→ Record list

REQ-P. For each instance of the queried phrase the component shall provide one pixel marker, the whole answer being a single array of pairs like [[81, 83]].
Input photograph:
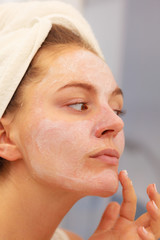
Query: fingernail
[[155, 188], [154, 204], [145, 231], [125, 172]]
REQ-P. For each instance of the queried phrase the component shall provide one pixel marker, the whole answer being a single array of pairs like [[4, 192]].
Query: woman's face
[[68, 118]]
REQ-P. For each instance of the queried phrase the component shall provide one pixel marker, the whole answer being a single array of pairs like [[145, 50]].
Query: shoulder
[[72, 236]]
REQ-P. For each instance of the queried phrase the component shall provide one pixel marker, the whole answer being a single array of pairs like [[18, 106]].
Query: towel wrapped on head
[[23, 29]]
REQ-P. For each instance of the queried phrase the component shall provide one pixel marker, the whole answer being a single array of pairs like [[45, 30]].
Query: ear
[[8, 149]]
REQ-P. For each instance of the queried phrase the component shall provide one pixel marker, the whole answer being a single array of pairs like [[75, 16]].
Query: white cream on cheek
[[62, 149], [58, 149]]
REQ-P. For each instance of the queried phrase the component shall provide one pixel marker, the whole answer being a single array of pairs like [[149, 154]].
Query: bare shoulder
[[72, 236]]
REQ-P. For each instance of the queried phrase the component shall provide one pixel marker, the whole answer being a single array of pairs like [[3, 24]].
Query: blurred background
[[129, 34]]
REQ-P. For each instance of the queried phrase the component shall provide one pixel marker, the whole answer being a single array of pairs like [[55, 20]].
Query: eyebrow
[[89, 87]]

→ Written request
Quote every one of the lines above word for word, leaving out the picture.

→ Solution below
REQ-P. For each instance of the queried phrase the component shall provide one pixel marker, the whole answer being a single array of pairs like [[81, 83]].
Input photograph:
Query: fingernail
[[155, 188], [154, 204], [145, 231], [125, 172]]
REQ-P. For each instance of the queried phrase the component shall provide one pixel marker, the whole answer being a single array of pairs like [[4, 192]].
Query: woman's face
[[68, 118]]
REQ-P. For each instance of the queried phrase the component shall provide one pixel marker, the whole answer being a single array of pairs like [[145, 50]].
Query: shoulder
[[72, 236]]
REQ-P. For each instance of the queried phrase the component shall provide one pixel marker, the whole answer being a single array of pairs like [[18, 106]].
Query: towel wrapped on head
[[23, 29]]
REQ-P. For each instance of the queried phrase the component shall provide one pixel marker, the whole answer being a single array of pairs like [[45, 30]].
Query: ear
[[8, 149]]
REQ-P. For each instance of the queried phrase the component shall provide one pixel marker, the whole answer being a single array of pairs like [[75, 16]].
Query: white cream on cheek
[[62, 149], [58, 149]]
REQ-P. For each instance of the queried phrase the component shall provide one pixel marker, the whole answer being a single array of pairs like [[149, 154]].
Query: bare shoulder
[[72, 236]]
REQ-P. For each instance of the queried phrase the component shall provide one pixel marker, the whole answer being a single array of pairs like [[3, 24]].
Query: blurred background
[[129, 34]]
REQ-P. For each instance of the queried phrase the component shall provide one pixel marker, the whole answer being a single array of pairs like [[55, 20]].
Query: eyebrow
[[89, 87]]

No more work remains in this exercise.